Instructions for the task: Reproduce the data below exactly as it stands, starting at the line containing "Guideline: for every instance of the dark-rimmed" and ending at the line containing "column 45, row 49", with both of those lines included.

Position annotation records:
--- Begin ---

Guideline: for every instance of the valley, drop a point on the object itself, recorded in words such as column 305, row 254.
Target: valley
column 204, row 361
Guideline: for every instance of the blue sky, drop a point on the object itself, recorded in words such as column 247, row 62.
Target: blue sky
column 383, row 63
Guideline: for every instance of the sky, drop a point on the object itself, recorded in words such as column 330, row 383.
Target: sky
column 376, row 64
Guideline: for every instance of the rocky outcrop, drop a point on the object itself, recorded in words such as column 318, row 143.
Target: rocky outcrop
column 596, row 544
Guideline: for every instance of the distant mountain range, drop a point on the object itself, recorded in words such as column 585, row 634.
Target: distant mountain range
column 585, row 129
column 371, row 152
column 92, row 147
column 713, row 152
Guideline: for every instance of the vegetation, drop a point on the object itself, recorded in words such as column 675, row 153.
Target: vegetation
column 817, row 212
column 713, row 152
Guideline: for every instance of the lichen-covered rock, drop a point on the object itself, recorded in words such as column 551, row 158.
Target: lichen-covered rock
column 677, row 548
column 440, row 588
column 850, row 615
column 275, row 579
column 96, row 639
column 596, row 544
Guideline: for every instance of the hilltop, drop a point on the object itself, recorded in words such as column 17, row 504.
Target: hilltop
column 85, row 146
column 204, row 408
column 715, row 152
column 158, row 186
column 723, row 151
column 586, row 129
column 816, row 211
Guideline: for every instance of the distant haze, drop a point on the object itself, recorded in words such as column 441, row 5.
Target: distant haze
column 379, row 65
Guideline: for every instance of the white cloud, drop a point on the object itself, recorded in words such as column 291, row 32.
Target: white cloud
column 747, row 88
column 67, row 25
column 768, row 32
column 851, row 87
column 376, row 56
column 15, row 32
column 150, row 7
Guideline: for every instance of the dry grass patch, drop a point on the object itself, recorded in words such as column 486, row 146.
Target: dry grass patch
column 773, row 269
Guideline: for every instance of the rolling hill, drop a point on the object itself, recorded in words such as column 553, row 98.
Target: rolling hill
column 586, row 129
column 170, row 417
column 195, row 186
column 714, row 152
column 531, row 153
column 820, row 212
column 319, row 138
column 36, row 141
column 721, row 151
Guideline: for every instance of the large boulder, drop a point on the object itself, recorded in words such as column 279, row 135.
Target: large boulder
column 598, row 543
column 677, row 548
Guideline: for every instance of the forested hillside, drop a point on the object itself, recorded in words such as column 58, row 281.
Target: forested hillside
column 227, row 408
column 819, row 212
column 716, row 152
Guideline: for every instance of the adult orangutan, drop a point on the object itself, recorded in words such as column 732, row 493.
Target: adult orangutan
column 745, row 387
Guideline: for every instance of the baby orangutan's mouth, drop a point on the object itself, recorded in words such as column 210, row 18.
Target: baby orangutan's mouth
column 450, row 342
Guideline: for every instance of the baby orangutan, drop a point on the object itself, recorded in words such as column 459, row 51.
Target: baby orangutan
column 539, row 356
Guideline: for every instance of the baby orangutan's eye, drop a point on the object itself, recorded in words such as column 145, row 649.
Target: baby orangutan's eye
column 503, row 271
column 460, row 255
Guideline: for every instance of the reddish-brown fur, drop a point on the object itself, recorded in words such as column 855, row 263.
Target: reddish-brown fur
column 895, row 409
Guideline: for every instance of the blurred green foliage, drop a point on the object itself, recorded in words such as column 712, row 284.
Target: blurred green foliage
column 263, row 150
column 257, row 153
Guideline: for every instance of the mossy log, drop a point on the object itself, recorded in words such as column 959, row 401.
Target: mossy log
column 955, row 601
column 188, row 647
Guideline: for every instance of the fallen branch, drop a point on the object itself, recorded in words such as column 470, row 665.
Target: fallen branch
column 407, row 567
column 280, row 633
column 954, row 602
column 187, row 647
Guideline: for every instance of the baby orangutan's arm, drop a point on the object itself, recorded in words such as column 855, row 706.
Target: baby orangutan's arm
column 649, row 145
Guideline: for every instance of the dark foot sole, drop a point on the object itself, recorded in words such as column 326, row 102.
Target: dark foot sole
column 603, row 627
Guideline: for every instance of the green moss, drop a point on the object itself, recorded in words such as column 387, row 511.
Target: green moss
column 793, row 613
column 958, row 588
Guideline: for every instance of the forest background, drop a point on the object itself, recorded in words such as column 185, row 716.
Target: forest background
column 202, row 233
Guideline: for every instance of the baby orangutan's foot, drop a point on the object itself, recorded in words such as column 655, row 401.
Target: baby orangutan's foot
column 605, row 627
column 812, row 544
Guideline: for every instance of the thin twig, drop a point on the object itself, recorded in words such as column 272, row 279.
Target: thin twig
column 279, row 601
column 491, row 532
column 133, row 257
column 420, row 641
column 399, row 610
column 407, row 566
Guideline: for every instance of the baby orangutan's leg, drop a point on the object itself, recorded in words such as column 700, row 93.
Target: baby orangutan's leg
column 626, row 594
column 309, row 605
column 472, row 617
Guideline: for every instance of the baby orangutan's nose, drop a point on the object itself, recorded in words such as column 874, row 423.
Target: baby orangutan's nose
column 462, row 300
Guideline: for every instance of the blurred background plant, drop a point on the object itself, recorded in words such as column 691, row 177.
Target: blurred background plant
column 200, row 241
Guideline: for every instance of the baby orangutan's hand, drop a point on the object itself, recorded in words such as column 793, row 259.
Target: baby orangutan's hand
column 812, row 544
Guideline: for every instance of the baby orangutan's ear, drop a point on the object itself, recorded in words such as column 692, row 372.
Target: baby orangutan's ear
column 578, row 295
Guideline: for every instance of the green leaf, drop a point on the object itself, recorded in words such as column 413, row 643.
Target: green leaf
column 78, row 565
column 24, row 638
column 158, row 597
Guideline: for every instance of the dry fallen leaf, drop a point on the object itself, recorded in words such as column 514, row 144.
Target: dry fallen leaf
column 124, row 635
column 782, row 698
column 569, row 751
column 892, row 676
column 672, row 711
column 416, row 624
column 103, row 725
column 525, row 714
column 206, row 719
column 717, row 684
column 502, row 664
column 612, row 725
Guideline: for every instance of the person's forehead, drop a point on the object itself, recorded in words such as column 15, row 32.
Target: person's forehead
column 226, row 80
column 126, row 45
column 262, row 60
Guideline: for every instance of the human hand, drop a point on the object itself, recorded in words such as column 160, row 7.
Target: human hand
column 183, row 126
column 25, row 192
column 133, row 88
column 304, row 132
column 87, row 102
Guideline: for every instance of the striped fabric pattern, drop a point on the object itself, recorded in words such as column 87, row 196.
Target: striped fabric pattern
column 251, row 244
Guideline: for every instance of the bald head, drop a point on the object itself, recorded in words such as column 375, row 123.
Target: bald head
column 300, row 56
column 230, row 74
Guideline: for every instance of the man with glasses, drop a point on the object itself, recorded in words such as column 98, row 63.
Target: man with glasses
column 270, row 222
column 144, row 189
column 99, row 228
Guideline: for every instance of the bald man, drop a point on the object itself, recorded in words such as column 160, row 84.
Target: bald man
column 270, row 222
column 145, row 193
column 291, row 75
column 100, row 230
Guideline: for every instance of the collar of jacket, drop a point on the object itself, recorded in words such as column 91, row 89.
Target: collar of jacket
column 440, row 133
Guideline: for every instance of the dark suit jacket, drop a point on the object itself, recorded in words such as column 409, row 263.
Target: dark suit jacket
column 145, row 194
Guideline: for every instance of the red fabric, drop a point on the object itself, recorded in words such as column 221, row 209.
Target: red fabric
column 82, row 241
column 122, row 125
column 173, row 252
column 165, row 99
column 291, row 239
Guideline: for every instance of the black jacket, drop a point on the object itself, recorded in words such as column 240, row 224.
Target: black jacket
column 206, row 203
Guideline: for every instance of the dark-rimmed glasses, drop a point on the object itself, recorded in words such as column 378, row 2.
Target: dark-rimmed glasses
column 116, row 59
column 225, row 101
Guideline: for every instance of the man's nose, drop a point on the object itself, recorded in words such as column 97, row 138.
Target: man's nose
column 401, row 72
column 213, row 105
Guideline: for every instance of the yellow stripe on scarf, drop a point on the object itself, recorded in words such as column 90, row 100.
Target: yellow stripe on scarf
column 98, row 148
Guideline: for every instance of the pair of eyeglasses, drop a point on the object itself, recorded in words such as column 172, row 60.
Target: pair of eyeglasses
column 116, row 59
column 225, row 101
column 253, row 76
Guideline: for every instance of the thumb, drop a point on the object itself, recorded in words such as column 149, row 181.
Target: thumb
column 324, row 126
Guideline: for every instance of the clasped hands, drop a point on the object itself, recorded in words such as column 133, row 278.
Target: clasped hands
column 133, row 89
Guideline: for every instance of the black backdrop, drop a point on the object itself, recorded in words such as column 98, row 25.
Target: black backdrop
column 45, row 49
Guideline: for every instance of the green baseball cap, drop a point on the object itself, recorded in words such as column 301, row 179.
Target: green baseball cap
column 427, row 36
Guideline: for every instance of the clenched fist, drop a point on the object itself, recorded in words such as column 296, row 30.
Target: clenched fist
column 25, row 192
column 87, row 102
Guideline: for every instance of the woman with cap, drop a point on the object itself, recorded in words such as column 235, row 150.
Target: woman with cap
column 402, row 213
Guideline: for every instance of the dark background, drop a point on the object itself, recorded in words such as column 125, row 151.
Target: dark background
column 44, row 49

--- End ---

Solution to this task:
Guideline: for every instance of the dark-rimmed glasses, drop a point on the object itself, recorded in words such as column 378, row 2.
Target: dark-rimmed glasses
column 116, row 59
column 225, row 101
Guideline: for every instance of the man's nose, drop a point on the object itself, recorded in words such as column 97, row 138.
Target: man's nose
column 401, row 72
column 213, row 105
Guideline: for every instance of the yellow stripe on scarf, drop a point on the object itself, recorded in words such as column 90, row 100.
Target: yellow stripe on scarf
column 98, row 148
Guideline: for every instance of the pair of eyeglasses, drop a point on the object itself, recorded in words such as column 172, row 60.
Target: pair of eyeglasses
column 116, row 59
column 225, row 101
column 253, row 76
Guideline: for every instance of the thumb, drop a point on the object itself, recorded in words such as column 149, row 181.
Target: thumb
column 324, row 126
Guideline: for every instance of the clasped hands, drop a point on the object itself, recorded in words such as column 133, row 278.
Target: clasped hands
column 133, row 89
Guideline: for every instance of the black backdrop, drop a point on the object itself, recorded in words such as column 98, row 25.
Target: black backdrop
column 45, row 49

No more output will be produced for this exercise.